*Problem to work on*.
Extract every line of the listing below that contains the word "soil".

──────── Input for this task ────────

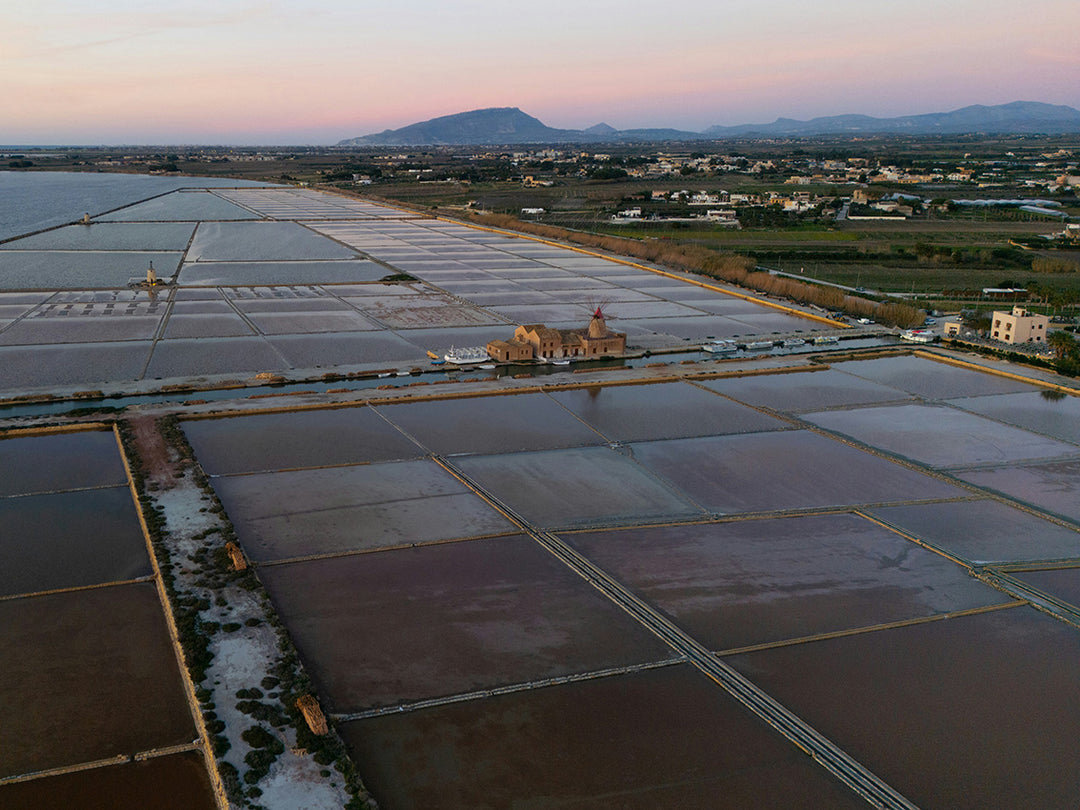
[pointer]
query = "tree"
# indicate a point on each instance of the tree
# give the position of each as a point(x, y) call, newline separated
point(1063, 343)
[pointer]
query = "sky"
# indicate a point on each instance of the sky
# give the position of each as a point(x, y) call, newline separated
point(269, 72)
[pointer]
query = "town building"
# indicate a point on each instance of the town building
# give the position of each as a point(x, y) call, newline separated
point(536, 340)
point(1018, 326)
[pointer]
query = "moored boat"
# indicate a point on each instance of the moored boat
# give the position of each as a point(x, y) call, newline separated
point(467, 354)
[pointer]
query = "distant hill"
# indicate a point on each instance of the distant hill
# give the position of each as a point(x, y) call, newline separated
point(505, 125)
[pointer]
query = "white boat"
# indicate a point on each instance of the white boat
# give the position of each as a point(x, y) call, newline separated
point(917, 336)
point(467, 354)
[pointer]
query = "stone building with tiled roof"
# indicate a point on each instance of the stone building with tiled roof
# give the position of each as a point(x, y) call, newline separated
point(537, 340)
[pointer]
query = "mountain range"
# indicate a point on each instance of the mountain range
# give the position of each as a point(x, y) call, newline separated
point(505, 125)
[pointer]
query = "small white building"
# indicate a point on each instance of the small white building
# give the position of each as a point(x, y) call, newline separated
point(1018, 326)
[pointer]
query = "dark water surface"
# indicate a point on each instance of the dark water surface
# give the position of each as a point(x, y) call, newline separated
point(659, 739)
point(974, 713)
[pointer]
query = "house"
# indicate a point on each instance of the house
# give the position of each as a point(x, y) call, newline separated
point(1018, 326)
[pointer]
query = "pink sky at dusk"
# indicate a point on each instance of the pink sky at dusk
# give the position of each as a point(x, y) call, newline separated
point(265, 72)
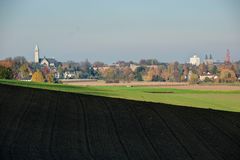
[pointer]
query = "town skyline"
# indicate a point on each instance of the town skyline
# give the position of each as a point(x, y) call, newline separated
point(109, 31)
point(201, 56)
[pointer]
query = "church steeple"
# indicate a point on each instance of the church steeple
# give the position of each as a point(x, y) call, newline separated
point(36, 54)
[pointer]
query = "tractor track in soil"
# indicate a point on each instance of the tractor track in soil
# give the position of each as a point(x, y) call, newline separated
point(43, 124)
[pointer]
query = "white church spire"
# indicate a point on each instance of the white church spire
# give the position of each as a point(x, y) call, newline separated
point(36, 54)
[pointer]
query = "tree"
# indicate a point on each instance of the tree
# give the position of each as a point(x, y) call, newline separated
point(128, 74)
point(5, 73)
point(24, 71)
point(139, 71)
point(154, 74)
point(193, 79)
point(38, 76)
point(50, 77)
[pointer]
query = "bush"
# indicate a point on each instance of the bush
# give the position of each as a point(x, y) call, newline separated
point(38, 77)
point(5, 73)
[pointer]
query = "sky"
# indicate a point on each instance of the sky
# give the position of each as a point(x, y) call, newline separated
point(112, 30)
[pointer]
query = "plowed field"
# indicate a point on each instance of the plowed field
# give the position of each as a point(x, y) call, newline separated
point(41, 124)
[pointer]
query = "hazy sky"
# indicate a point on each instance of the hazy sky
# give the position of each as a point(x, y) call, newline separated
point(110, 30)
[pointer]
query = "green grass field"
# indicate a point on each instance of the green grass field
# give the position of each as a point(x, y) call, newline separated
point(219, 100)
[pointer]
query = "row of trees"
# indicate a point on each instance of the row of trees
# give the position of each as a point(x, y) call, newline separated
point(147, 70)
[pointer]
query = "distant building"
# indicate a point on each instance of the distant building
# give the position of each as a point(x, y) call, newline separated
point(208, 60)
point(133, 67)
point(195, 60)
point(209, 76)
point(50, 62)
point(36, 54)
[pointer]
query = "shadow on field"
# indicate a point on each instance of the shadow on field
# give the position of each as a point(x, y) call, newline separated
point(43, 124)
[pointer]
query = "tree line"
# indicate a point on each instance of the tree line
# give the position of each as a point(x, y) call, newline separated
point(145, 70)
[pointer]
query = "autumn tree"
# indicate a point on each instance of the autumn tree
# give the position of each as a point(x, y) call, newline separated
point(227, 75)
point(38, 76)
point(128, 74)
point(24, 71)
point(193, 78)
point(5, 73)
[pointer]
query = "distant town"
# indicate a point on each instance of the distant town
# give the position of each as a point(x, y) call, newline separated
point(44, 69)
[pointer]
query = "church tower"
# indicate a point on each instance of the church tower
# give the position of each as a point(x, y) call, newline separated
point(36, 54)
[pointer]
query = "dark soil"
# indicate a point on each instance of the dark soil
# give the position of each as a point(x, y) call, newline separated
point(40, 124)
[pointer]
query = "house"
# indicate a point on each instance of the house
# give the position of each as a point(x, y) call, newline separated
point(195, 60)
point(50, 62)
point(209, 76)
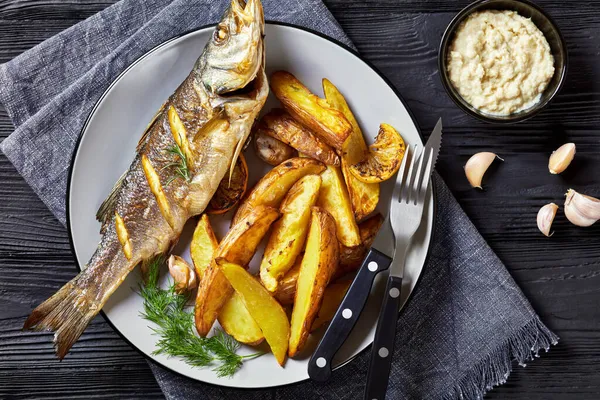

────────

*Exercise response*.
query = "tractor track in soil"
# indicate a point on each instance of the tractor track in soil
query = "dark soil"
# indicate a point on each instance of the dark soil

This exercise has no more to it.